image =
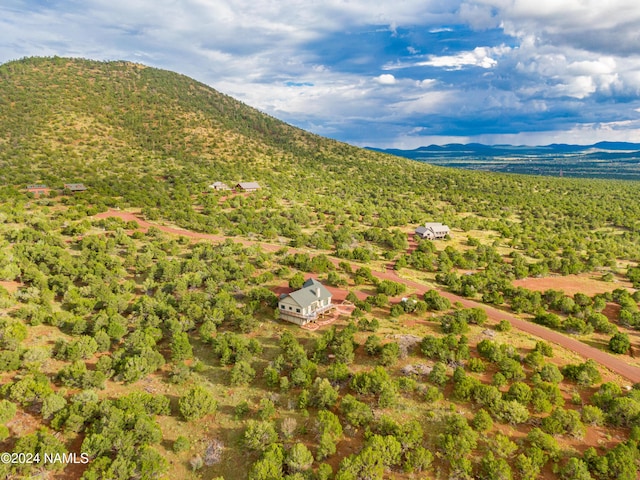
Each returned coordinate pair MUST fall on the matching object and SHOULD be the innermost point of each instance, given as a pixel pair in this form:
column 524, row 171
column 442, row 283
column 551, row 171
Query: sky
column 381, row 73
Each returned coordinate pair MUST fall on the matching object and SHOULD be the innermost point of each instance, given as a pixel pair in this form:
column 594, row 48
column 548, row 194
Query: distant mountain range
column 600, row 160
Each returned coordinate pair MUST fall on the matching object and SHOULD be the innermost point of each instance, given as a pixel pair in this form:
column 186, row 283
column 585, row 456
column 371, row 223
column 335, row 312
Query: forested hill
column 150, row 138
column 153, row 139
column 72, row 117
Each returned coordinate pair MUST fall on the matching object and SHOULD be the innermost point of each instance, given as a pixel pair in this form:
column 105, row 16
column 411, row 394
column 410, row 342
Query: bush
column 181, row 444
column 197, row 403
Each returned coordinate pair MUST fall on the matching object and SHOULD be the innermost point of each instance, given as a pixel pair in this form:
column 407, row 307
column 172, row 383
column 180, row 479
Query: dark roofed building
column 433, row 230
column 38, row 189
column 304, row 305
column 248, row 186
column 75, row 187
column 219, row 186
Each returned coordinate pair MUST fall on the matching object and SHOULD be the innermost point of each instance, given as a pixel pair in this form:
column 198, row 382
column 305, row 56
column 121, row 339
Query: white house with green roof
column 305, row 305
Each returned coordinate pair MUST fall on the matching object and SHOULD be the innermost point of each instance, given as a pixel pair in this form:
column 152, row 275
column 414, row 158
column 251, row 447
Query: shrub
column 197, row 403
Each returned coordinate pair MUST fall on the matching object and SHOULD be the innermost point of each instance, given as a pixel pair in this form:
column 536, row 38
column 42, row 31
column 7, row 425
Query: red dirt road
column 615, row 364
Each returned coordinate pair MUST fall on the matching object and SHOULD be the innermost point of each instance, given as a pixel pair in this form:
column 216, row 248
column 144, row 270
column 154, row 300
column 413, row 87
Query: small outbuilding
column 433, row 231
column 219, row 186
column 305, row 305
column 38, row 190
column 248, row 186
column 75, row 187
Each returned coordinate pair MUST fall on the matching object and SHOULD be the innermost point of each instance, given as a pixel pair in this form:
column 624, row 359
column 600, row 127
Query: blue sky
column 400, row 73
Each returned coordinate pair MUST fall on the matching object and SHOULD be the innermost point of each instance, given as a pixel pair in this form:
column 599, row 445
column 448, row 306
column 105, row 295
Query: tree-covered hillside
column 139, row 324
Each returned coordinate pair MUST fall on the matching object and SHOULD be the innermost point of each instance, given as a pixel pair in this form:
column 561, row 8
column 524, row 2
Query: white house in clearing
column 304, row 305
column 433, row 230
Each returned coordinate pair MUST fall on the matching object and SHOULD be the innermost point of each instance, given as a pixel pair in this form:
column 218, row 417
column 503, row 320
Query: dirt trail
column 615, row 364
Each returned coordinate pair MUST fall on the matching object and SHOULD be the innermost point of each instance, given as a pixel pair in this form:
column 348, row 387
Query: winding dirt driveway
column 615, row 364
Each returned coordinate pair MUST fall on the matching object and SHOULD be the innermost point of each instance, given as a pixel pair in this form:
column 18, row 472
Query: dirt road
column 615, row 364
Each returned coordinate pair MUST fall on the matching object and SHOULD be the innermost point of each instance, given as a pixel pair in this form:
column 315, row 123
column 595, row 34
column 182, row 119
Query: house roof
column 436, row 226
column 311, row 292
column 249, row 185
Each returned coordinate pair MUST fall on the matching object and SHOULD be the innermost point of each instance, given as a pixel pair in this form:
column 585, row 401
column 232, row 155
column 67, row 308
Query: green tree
column 259, row 435
column 197, row 403
column 180, row 347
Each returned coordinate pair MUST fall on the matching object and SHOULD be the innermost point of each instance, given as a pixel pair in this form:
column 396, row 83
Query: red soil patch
column 587, row 283
column 614, row 364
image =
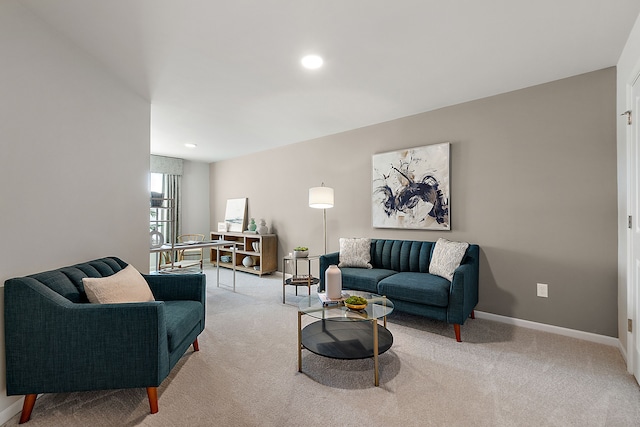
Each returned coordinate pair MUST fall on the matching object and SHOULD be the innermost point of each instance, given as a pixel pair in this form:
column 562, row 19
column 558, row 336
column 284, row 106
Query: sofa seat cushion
column 421, row 288
column 181, row 317
column 363, row 279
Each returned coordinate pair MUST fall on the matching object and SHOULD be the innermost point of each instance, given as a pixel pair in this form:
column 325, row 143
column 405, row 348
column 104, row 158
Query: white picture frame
column 236, row 214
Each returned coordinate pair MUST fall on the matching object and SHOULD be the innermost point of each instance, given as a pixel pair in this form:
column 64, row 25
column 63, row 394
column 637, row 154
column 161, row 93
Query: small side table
column 297, row 279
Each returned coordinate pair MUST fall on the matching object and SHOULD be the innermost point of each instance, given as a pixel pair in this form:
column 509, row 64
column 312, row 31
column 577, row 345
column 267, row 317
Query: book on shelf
column 302, row 278
column 326, row 300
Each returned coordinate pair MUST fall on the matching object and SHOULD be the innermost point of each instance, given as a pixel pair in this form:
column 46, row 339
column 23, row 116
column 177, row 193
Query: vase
column 333, row 282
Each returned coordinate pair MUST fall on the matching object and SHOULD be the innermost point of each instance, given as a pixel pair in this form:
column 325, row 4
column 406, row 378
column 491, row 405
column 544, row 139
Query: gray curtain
column 173, row 186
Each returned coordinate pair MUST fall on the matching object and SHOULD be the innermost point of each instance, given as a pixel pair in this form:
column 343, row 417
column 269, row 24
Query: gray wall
column 533, row 183
column 74, row 163
column 628, row 69
column 195, row 199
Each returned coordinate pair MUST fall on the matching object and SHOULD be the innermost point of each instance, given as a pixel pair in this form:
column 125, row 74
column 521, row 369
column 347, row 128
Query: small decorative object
column 355, row 303
column 263, row 229
column 333, row 282
column 300, row 252
column 157, row 239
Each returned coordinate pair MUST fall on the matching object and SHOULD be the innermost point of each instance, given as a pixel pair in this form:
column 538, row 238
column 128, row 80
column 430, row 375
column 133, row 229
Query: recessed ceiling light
column 312, row 62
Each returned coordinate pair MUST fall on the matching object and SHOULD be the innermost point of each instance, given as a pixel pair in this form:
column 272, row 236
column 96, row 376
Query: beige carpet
column 245, row 374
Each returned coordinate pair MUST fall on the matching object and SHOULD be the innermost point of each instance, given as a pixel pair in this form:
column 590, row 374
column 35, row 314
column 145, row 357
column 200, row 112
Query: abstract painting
column 411, row 188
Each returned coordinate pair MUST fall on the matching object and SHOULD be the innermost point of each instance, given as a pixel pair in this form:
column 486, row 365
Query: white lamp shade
column 321, row 197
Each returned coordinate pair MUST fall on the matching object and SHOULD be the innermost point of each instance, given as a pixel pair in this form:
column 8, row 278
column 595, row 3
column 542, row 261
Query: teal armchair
column 56, row 341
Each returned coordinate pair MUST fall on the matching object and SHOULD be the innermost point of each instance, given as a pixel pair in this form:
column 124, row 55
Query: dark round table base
column 345, row 339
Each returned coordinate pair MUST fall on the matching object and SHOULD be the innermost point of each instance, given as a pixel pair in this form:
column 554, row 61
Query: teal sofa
column 401, row 273
column 57, row 342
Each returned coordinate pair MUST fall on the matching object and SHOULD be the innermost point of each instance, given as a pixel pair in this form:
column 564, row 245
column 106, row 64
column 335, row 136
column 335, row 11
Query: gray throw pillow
column 355, row 252
column 446, row 257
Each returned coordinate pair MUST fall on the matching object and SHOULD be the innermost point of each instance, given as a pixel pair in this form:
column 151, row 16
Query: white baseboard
column 587, row 336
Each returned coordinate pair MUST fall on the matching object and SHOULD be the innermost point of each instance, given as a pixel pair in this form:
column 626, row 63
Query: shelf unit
column 265, row 259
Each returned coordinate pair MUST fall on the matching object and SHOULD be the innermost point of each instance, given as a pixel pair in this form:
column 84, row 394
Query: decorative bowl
column 355, row 306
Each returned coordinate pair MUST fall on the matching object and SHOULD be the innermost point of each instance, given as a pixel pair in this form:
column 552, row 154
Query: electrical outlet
column 543, row 290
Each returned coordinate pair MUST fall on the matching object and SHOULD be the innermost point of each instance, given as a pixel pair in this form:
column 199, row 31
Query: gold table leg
column 375, row 352
column 299, row 341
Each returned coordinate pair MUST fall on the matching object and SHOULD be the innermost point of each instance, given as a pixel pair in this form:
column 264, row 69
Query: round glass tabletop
column 377, row 307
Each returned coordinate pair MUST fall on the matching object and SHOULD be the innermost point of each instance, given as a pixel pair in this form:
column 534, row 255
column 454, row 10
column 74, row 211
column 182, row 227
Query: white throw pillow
column 446, row 257
column 127, row 285
column 355, row 252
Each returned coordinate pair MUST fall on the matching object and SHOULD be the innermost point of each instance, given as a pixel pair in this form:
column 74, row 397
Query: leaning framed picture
column 411, row 188
column 236, row 213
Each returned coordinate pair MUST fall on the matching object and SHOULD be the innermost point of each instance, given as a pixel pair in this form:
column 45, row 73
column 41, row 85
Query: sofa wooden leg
column 27, row 407
column 152, row 392
column 456, row 328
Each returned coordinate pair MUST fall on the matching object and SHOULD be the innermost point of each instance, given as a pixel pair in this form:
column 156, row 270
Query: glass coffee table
column 343, row 333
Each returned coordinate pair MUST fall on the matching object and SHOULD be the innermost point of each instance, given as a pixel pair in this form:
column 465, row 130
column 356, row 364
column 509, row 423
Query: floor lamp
column 322, row 198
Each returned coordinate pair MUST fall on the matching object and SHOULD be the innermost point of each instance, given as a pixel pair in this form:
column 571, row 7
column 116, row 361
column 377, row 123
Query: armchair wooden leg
column 152, row 393
column 456, row 328
column 27, row 407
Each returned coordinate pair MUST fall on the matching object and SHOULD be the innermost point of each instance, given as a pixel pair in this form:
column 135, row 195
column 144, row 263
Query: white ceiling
column 225, row 75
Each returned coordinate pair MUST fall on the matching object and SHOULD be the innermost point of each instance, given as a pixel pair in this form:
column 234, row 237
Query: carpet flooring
column 245, row 374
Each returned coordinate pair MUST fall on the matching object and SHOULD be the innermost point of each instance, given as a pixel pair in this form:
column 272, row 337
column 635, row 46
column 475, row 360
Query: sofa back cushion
column 67, row 281
column 401, row 255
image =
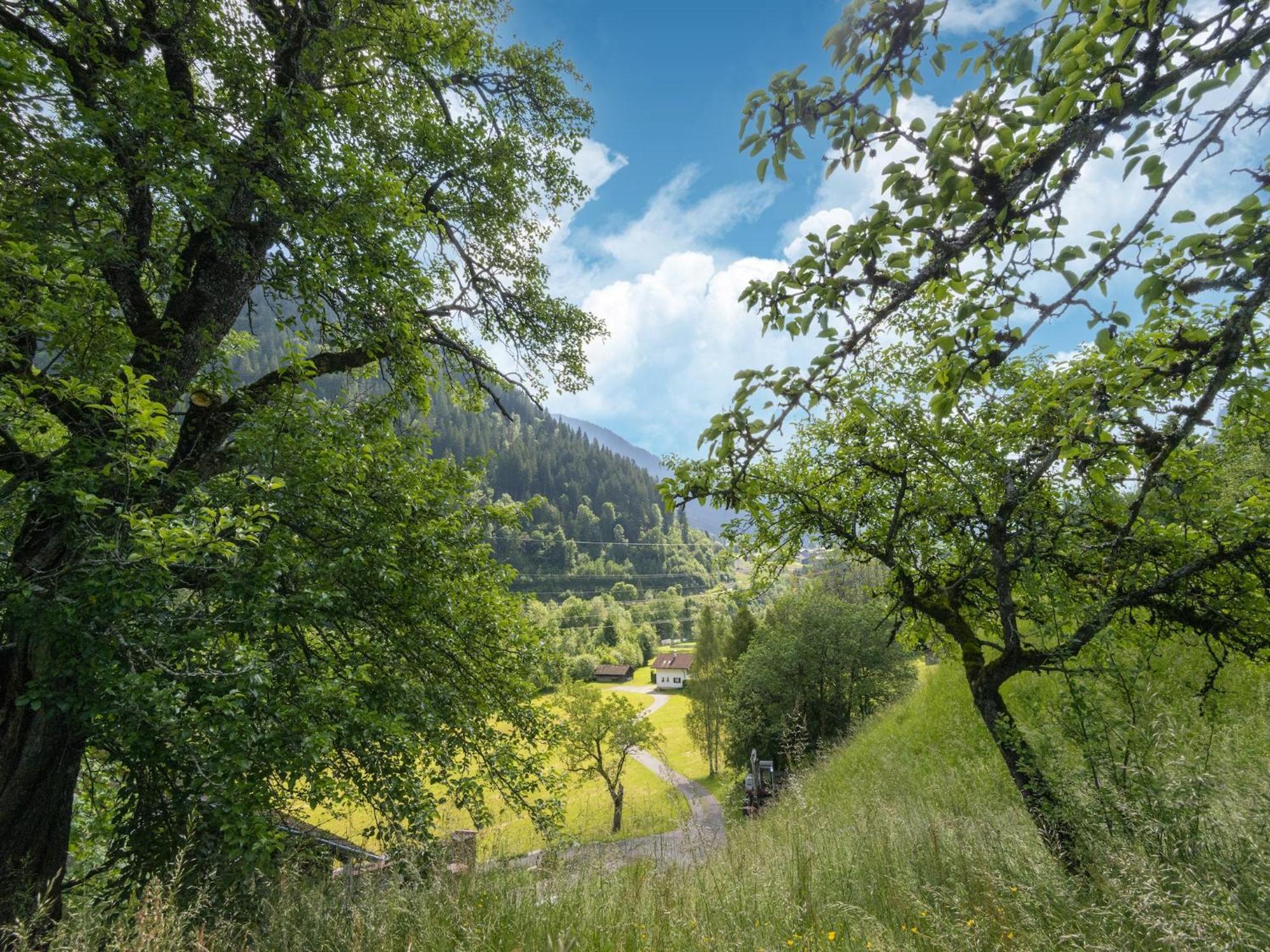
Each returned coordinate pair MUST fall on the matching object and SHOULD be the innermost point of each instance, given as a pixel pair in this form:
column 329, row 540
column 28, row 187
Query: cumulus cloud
column 972, row 17
column 674, row 221
column 678, row 336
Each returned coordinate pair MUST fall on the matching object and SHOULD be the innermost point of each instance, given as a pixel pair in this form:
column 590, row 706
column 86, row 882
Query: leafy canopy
column 231, row 593
column 1023, row 508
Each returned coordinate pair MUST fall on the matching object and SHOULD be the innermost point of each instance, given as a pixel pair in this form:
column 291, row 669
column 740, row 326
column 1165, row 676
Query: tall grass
column 910, row 837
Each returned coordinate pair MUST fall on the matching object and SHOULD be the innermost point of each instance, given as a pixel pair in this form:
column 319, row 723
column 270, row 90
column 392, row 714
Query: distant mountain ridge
column 619, row 445
column 700, row 517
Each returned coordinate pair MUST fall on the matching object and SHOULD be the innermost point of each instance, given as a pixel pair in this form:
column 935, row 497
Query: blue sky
column 678, row 223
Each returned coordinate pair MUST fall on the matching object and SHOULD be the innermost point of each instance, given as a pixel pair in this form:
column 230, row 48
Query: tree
column 709, row 689
column 820, row 663
column 609, row 634
column 375, row 173
column 1088, row 512
column 600, row 732
column 742, row 633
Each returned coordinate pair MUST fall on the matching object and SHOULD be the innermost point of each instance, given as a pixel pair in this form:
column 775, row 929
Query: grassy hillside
column 651, row 807
column 907, row 838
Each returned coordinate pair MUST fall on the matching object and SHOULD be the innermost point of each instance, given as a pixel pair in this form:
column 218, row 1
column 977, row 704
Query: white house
column 671, row 671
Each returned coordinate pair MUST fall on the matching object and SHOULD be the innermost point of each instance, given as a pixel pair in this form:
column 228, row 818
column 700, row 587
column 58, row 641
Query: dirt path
column 700, row 835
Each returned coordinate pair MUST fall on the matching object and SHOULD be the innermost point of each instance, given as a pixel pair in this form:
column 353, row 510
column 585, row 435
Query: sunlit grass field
column 681, row 753
column 909, row 837
column 651, row 807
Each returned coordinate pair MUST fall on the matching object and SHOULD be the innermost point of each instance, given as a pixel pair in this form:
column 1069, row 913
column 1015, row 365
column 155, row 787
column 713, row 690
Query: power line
column 643, row 601
column 584, row 543
column 617, row 577
column 604, row 592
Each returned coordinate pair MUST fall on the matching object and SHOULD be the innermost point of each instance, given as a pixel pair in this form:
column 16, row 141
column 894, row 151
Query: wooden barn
column 613, row 672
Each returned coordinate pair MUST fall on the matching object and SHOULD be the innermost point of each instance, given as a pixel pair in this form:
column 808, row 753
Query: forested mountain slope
column 601, row 520
column 700, row 516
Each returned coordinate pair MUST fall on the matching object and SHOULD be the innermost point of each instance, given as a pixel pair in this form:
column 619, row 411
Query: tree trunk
column 1020, row 761
column 41, row 744
column 40, row 762
column 619, row 795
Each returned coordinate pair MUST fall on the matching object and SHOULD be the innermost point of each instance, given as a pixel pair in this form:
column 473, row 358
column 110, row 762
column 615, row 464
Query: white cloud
column 678, row 338
column 672, row 223
column 971, row 17
column 596, row 163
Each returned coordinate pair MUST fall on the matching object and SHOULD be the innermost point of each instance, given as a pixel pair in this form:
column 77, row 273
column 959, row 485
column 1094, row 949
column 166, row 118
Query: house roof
column 346, row 849
column 675, row 661
column 612, row 671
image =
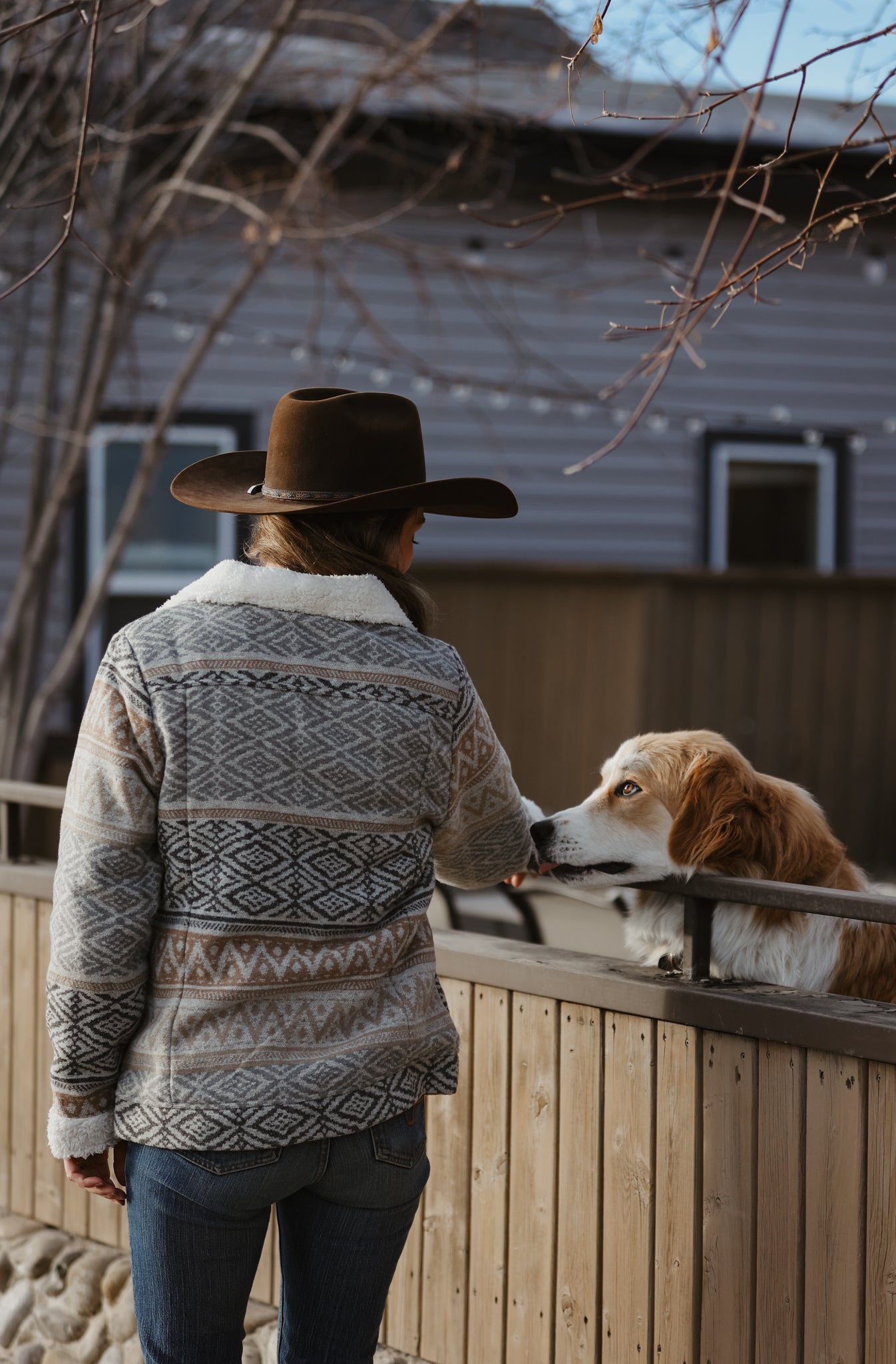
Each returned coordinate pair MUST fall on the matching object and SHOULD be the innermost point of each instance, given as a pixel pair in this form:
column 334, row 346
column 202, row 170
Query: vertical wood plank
column 531, row 1217
column 404, row 1295
column 880, row 1296
column 262, row 1284
column 490, row 1142
column 6, row 1052
column 578, row 1192
column 23, row 1055
column 446, row 1210
column 103, row 1219
column 780, row 1203
column 48, row 1171
column 75, row 1207
column 835, row 1207
column 729, row 1288
column 678, row 1194
column 628, row 1270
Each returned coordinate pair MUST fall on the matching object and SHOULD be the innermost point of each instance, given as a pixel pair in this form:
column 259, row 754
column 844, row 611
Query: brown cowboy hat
column 337, row 450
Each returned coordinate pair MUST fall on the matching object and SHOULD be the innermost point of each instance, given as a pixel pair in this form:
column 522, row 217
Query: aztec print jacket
column 268, row 770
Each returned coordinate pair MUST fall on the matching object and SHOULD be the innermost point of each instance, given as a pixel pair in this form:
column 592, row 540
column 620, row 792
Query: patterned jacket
column 268, row 770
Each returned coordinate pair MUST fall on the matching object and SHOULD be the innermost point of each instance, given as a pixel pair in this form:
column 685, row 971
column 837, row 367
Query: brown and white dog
column 684, row 803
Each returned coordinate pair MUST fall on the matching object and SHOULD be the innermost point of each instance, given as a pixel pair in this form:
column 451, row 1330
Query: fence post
column 698, row 912
column 10, row 833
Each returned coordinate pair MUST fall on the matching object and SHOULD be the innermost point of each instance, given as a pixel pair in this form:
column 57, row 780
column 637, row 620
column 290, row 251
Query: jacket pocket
column 401, row 1140
column 232, row 1162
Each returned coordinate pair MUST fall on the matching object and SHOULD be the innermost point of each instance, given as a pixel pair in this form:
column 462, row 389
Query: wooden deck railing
column 636, row 1167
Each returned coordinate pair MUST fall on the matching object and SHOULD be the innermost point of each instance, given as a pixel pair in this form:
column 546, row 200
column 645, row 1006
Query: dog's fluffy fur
column 684, row 803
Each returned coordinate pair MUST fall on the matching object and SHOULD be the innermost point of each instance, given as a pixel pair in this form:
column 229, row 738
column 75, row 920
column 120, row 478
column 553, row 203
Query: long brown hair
column 339, row 543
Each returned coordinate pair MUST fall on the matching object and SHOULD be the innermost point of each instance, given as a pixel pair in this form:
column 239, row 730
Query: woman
column 242, row 988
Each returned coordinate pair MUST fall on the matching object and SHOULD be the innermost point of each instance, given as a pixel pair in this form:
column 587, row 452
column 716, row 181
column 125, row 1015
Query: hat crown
column 343, row 441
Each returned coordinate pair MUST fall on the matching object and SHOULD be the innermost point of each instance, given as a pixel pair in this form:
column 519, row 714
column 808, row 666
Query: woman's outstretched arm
column 485, row 835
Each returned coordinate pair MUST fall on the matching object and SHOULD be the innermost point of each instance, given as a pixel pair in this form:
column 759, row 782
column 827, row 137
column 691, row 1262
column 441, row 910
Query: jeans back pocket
column 401, row 1140
column 232, row 1162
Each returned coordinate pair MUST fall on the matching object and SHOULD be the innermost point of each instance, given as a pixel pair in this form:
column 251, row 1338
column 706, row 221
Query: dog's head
column 671, row 804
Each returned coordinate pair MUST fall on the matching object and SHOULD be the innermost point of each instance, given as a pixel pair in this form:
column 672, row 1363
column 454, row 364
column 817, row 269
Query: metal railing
column 700, row 892
column 703, row 892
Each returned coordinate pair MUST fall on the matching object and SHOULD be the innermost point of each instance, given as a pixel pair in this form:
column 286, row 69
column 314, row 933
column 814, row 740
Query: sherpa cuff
column 79, row 1135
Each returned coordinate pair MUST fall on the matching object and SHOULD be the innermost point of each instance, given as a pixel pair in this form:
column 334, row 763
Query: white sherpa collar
column 345, row 598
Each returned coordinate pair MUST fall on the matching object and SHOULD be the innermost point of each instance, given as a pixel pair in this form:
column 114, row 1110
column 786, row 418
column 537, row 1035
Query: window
column 772, row 505
column 171, row 543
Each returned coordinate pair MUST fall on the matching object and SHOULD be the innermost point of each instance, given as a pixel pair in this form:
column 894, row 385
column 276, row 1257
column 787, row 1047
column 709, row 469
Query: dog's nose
column 542, row 834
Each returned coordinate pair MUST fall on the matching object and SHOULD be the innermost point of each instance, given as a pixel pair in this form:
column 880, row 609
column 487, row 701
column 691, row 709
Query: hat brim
column 220, row 484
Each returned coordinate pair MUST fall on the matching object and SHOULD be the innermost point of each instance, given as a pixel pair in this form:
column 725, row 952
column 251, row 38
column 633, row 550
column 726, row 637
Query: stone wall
column 66, row 1300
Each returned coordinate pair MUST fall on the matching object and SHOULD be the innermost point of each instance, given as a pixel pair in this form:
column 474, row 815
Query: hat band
column 288, row 496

········

WRITTEN REQUEST: Copy the items from the top down to the line that has "column 72, row 117", including that line, with "Query" swapped for "Target" and nothing else changed. Leave the pictures out.

RESULT:
image =
Each returned coordinate pair MUST fall on the matching object and SHOULD be the innermost point of each instance, given as a pixel pair in this form:
column 524, row 171
column 442, row 283
column 551, row 171
Target: sky
column 381, row 73
Each returned coordinate pair MUST fall on the matching object and SHOULD be the innermost point of each instance, given as a pixel pair in this form:
column 594, row 48
column 548, row 194
Target: distant mountain range
column 600, row 160
Each returned coordinate pair MUST fall on the matching object and SHOULD be the innermost point of each instance, given as a pixel pair in this form:
column 186, row 283
column 585, row 456
column 371, row 223
column 335, row 312
Target: forested hill
column 150, row 138
column 153, row 139
column 72, row 117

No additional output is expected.